## TAREFAS ESCRITAS
• a. Segundo o texto sobre Stellar Blade, qual é o primeiro grande mapa de mundo aberto a que o jogador tem acesso?
• b. Enumere todas as atividades e situações que o texto sobre Stellar Blade apresenta como exemplos da variedade dos mini biomas dos mapas.
• c. Prossiga o texto sobre Stellar Blade a partir do ponto em que ele termina.

## TEXTO
A primeira zona que conhecemos, e que vimos na demo, é Eidos-7, e a zona mais fechada e mais linear do jogo. Claramente a SHIFT UP quis tentar facilitar a vida ao jogador no início dando-lhe zonas mais estreitas para enfrentar os inimigos um a um, e com a calma e paciência necessária para aprender a mecânica de combate. A questão é que Stellar Blade é muito mais intenso, divertido e desafiante quando o mapa abre. E isso acontece no primeiro grande mapa de mundo aberto a que temos acesso, o Wasteland. Este mapa é num conjunto de montanhas e vales e, como o nome indica, um ferro-velho gigante onde toda a gente vai deixar lixo, assim como há quem viva dele.
O mais interessante e cativante dos mapas de Stellar Blade é a verticalidade que possuem e a variedade de mini biomas que foram construídos de uma belissíma maneira que sentimos que estamos a entrar em zonas e propósitos diferentes. Puzzles em pequenos depósitos dentro de penhascos, uma Boss fight num poço sem fim, reactivar uma central solar para restabelecer a energia dos nossos acampamentos, e muitas pequenas histórias pelo meio. É fácil perdermo-nos a executar tarefas entre pontos, enquanto tentamos sobreviver a toda a espécie de inimigos que vão aparecendo. E é isso que Stellar Blade tem de tão bom.
A mais de meio do jogo comecei a pensar: ainda no outro dia tinha falado que nos fazia falta um Onimusha novo, mas eu estou a sentir a alma do Onimusha aqui. Eu estou a sentir o mesmo gosto, divertimento e desafio que retirava do jogo da Capcom. Tenho algum receio que não me consiga explicar da melhor maneira sobre isto, mas vou tentar.

Dados de anotação da localização de objetos:
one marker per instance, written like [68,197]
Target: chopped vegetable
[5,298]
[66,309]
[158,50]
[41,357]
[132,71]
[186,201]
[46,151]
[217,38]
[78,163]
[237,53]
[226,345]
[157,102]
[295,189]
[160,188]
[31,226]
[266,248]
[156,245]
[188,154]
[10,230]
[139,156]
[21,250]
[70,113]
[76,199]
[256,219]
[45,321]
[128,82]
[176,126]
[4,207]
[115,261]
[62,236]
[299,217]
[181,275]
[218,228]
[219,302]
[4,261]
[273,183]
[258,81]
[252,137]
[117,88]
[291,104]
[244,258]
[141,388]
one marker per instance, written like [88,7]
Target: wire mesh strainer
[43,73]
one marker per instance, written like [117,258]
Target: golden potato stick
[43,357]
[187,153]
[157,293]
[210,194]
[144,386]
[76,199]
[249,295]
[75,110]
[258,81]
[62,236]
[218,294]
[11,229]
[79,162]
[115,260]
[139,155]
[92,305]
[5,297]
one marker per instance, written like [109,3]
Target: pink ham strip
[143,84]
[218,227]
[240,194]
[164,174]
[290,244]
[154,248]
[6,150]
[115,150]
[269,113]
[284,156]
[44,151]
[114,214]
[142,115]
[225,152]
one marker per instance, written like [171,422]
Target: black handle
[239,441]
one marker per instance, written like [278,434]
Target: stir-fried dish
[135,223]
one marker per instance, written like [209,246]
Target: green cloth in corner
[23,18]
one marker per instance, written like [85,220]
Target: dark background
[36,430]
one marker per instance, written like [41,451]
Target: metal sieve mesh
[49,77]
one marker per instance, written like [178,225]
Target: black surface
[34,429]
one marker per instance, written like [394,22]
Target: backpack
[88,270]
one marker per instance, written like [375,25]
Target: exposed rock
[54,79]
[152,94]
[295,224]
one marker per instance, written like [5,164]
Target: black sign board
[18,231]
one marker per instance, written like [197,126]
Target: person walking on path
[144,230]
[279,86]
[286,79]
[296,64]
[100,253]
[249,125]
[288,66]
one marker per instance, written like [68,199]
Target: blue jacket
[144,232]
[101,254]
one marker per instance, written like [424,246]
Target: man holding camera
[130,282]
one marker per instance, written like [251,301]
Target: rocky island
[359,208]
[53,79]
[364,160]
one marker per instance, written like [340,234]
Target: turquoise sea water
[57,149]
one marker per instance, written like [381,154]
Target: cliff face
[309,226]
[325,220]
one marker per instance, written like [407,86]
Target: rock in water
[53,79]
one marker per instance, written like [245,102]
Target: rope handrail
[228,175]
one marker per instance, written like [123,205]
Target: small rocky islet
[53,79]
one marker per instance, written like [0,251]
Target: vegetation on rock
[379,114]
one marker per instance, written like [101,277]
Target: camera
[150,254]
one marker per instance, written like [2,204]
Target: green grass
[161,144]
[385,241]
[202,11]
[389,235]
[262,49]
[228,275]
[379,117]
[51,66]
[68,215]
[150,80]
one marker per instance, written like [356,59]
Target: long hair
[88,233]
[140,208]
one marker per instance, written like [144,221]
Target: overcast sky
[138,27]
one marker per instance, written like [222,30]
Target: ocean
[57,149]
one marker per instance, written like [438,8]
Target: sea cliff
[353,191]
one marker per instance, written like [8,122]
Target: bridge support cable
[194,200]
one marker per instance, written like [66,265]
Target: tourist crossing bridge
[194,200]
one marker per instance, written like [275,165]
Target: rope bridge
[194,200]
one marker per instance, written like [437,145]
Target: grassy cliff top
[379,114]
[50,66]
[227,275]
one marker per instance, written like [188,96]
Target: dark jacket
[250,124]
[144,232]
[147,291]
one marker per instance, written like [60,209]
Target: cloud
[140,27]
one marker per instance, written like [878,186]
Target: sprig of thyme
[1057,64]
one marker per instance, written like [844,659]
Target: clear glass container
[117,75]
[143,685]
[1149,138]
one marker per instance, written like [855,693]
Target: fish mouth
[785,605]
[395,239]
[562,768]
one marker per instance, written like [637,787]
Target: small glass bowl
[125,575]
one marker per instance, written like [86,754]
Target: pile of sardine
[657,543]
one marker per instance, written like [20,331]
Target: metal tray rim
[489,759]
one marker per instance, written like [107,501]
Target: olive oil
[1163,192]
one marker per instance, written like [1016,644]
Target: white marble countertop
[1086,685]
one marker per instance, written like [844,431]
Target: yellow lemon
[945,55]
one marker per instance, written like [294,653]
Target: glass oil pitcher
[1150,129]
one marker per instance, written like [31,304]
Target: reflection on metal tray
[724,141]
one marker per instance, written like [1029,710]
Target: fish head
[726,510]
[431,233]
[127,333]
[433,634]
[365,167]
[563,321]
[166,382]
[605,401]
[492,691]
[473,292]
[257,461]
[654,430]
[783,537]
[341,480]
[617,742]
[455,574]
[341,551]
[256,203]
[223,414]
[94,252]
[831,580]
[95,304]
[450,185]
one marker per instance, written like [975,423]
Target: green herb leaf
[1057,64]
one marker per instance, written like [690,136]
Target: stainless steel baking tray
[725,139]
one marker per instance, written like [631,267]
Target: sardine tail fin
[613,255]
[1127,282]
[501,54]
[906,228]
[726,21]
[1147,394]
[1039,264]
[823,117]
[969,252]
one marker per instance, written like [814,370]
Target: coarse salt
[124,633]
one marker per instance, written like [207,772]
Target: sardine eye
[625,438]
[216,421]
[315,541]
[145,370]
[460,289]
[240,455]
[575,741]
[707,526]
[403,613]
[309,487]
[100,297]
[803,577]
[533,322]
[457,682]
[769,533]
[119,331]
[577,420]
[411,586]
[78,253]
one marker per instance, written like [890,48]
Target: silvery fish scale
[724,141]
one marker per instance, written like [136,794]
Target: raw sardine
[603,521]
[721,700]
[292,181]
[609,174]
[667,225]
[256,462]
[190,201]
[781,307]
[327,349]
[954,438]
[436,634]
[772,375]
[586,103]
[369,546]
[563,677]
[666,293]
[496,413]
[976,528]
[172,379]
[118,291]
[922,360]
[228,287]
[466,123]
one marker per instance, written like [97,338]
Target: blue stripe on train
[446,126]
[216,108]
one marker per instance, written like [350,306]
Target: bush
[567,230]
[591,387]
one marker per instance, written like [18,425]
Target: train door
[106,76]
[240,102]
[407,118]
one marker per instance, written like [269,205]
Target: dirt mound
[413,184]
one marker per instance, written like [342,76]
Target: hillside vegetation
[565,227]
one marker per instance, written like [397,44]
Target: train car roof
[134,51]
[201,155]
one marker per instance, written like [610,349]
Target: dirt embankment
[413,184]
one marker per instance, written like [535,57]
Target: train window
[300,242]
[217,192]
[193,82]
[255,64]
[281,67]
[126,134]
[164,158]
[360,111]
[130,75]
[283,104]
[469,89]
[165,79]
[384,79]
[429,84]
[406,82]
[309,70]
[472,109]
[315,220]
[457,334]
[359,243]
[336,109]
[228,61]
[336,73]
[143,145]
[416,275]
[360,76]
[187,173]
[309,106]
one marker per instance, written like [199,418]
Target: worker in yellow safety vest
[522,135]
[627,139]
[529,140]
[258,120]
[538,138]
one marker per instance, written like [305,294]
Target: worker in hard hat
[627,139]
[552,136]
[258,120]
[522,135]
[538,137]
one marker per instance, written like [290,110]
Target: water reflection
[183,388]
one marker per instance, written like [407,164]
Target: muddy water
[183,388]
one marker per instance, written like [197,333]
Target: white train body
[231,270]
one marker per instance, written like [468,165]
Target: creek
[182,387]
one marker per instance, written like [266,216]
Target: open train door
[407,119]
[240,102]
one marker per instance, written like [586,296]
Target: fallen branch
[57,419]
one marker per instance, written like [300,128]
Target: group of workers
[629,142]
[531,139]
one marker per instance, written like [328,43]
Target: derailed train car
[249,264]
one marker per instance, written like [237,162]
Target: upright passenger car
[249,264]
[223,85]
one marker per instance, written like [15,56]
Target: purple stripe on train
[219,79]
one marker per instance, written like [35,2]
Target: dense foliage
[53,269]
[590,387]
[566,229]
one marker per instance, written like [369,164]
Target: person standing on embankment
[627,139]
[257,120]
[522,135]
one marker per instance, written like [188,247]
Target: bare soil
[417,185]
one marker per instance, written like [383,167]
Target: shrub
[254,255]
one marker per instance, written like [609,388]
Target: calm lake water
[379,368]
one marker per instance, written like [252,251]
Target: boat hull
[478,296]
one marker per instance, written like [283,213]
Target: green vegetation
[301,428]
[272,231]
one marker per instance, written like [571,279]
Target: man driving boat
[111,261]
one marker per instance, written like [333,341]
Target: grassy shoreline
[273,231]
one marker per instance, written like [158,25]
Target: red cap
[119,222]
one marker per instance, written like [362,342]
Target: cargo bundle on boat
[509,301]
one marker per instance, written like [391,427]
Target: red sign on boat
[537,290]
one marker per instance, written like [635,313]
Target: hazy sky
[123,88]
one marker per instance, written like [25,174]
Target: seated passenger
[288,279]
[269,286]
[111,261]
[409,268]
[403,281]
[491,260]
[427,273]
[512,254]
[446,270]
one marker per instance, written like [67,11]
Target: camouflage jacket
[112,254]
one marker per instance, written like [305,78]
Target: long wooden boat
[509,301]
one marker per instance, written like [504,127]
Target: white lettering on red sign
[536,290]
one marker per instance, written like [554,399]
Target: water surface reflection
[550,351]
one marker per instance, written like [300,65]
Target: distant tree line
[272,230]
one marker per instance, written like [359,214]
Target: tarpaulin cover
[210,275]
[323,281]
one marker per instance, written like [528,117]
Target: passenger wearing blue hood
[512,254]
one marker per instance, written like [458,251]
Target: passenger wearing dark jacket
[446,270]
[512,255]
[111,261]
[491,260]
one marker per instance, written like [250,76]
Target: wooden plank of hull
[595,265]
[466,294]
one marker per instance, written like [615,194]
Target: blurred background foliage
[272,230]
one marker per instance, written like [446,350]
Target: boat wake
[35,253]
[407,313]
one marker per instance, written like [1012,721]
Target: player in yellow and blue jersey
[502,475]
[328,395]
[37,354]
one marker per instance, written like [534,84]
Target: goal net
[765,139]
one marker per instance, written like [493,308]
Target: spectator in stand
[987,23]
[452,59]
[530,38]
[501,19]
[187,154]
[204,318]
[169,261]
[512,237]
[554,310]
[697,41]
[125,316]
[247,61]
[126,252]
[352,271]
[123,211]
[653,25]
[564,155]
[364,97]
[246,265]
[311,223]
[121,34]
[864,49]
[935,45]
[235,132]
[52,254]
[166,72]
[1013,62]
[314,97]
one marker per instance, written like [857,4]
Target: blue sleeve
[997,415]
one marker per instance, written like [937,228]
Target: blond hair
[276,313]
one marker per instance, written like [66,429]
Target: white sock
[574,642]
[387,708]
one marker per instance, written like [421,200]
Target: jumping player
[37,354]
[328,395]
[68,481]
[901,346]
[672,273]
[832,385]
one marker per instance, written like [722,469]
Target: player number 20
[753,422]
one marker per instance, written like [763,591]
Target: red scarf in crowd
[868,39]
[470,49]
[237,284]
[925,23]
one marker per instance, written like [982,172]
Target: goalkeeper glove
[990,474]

## RESULTADOS
• a. O Wasteland.

• b.
- Puzzles em pequenos depósitos dentro de penhascos
- Uma boss fight num poço sem fim
- Reativar uma central solar para restabelecer a energia dos acampamentos
- Muitas pequenas histórias pelo meio

• c.
Em Onimusha também existia a necessidade de atacarmos com frieza, gerir os recursos, as nossas habilidades, as nossas armas, mas, mais do que isso, existia um level design que nos puxava nos seus vários cenários a perceber a história de todas as personagens, de ir enriquecendo o conhecimento da trama, de passar e voltar pelas zonas para descobrirmos mais segredos e maiores recompensas. E senti isso mesmo ao jogar este Stellar Blade. E se em Onimusha só existiam os ângulos das câmaras para dar ideias de perspectiva e profundidade que escondiam os segredos mais reconditos, enquanto que nas zonas mais abertas apenas a contemplação do cenário, aqui, em Stellar Blade, é tudo ao mesmo tempo. Devido ao tamanho, à sua liberdade na câmara, ao scan do drone, e aos mapas enormes e cheios de profundidade, verticalidade e detalhe, tudo é elevado a 1000%.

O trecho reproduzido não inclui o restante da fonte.